* Exercise *
Would you please return all of the entries below exactly as shown?

Dataset entries:
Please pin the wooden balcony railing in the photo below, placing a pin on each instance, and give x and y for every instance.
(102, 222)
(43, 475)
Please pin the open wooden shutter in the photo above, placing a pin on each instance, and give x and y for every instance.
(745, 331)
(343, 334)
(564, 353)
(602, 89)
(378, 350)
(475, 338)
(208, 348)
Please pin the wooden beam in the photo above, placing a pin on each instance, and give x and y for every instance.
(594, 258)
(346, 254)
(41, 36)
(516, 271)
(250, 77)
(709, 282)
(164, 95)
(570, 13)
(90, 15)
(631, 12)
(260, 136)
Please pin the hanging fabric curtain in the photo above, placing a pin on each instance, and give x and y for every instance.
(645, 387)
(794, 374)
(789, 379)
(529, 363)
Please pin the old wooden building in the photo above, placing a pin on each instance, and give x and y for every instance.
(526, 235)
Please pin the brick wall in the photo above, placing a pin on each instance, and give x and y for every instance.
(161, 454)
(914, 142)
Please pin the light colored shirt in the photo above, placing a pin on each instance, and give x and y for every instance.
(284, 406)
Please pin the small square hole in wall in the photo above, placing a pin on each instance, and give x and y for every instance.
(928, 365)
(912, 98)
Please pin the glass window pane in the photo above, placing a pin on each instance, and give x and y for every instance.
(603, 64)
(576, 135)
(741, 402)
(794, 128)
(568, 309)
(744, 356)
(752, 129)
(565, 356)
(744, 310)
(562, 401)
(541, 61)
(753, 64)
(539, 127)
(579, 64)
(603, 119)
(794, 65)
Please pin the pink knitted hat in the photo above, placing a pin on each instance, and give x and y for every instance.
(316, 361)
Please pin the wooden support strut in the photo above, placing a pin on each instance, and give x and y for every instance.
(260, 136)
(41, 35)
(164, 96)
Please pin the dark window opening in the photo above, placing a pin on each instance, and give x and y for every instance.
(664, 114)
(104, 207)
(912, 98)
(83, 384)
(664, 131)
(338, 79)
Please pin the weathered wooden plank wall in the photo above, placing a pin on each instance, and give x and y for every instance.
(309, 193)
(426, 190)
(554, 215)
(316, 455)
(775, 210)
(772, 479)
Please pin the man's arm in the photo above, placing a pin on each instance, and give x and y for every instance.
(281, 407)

* Finished exercise *
Please pin the wooden balcony railing in the photo below, placing a pin on each instance, and give x and y for every instance.
(102, 222)
(43, 475)
Please pin the open wooden shutter in the photo above, placing a pin on each instance, and give x and y for every instance.
(745, 331)
(343, 334)
(564, 353)
(602, 89)
(378, 350)
(475, 338)
(208, 348)
Please pin the wooden beam in the photo above, placing a pin on each instance, and give x and y for every instance.
(594, 258)
(346, 254)
(41, 36)
(516, 271)
(250, 77)
(709, 282)
(164, 95)
(570, 13)
(90, 15)
(631, 12)
(260, 136)
Please pin the hanging fabric curtain in the photo above, placing a pin on each instance, and give x and y for every instance.
(645, 387)
(794, 374)
(789, 379)
(529, 363)
Please pin the old wooden building in the photo above, placing a pin on each instance, and give x and y for every instance.
(526, 235)
Please pin the brick wall in the photo above, placing a pin on each instance, and give x and y for every instance.
(161, 454)
(914, 142)
Please pin the light colored shirt in the photo above, placing a pin on each instance, and give x and y for every instance.
(284, 406)
Please pin the small square hole in wall in the photo above, placing a pin on each instance, and give x and y for every instance.
(928, 365)
(912, 98)
Please pin the glass window pane in the photo above, placing a pin on each instance, and give x and y for every instance.
(603, 64)
(576, 135)
(741, 402)
(794, 128)
(568, 309)
(744, 356)
(752, 129)
(565, 356)
(744, 310)
(562, 401)
(541, 61)
(753, 64)
(539, 127)
(579, 64)
(603, 119)
(794, 65)
Please pin the pink knitted hat in the photo above, placing a pin on each instance, and give x and y for every instance.
(316, 361)
Please pin the wooden support strut in the photo above, placing a pin on each instance, and give x and y for every instance.
(260, 136)
(41, 35)
(164, 96)
Please pin the dark window opening in the photo above, placing a pin on each instance, and give x and y for every instance.
(664, 114)
(104, 207)
(912, 98)
(83, 384)
(664, 131)
(338, 79)
Please pin the weathered wooden plank wall in the photo above, placing a pin on each instance, and give x and y for every instance.
(309, 193)
(426, 190)
(554, 215)
(316, 455)
(775, 210)
(772, 479)
Please pin the man's arm in the photo above, placing a pin on each instance, and give x and y for every instance.
(281, 407)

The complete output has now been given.